◆ **OBJECTIVE**: Copy out the listing below line for line, without changing any wording or numbers. Leave the pictures out.

◆ **Region labeling listing**:
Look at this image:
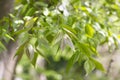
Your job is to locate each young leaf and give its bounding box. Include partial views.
[0,41,6,50]
[85,24,95,37]
[84,60,95,75]
[31,53,38,67]
[66,52,79,72]
[90,58,105,72]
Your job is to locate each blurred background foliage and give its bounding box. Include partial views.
[0,0,120,80]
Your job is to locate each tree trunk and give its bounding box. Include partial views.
[1,42,17,80]
[0,0,14,19]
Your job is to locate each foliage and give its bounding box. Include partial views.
[0,0,120,74]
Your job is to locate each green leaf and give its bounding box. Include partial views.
[90,58,105,72]
[62,25,77,39]
[14,41,27,62]
[0,41,6,50]
[5,34,15,41]
[84,59,95,75]
[77,43,92,57]
[25,17,38,29]
[36,48,50,63]
[31,53,38,67]
[85,24,95,38]
[26,8,35,16]
[66,52,79,73]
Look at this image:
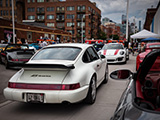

◆ **RESPONSE TO THE EXERCISE**:
Look at this image:
Your job is to locate each young leaf and give its bounding box. Include partial views.
[0,41,6,50]
[85,24,95,37]
[84,60,95,75]
[31,53,38,67]
[66,52,79,72]
[90,58,105,72]
Your job is to locate each blurred background foliage and give its bounding box. Include partial views.
[0,0,120,80]
Your job is to locate each tree trunk and give its bounding box. Include partial views.
[1,42,17,80]
[0,0,14,19]
Your job is to locate each foliage and give its bounding box. Include partial views.
[0,0,120,74]
Your job is to locate each green leaf and give its bounding box. Include partial views.
[90,58,105,72]
[62,25,77,39]
[14,41,27,62]
[0,41,6,50]
[5,34,15,41]
[84,59,95,75]
[77,43,92,57]
[25,17,38,29]
[36,48,50,63]
[31,53,38,67]
[85,24,95,38]
[26,8,35,16]
[66,52,79,73]
Look at this image:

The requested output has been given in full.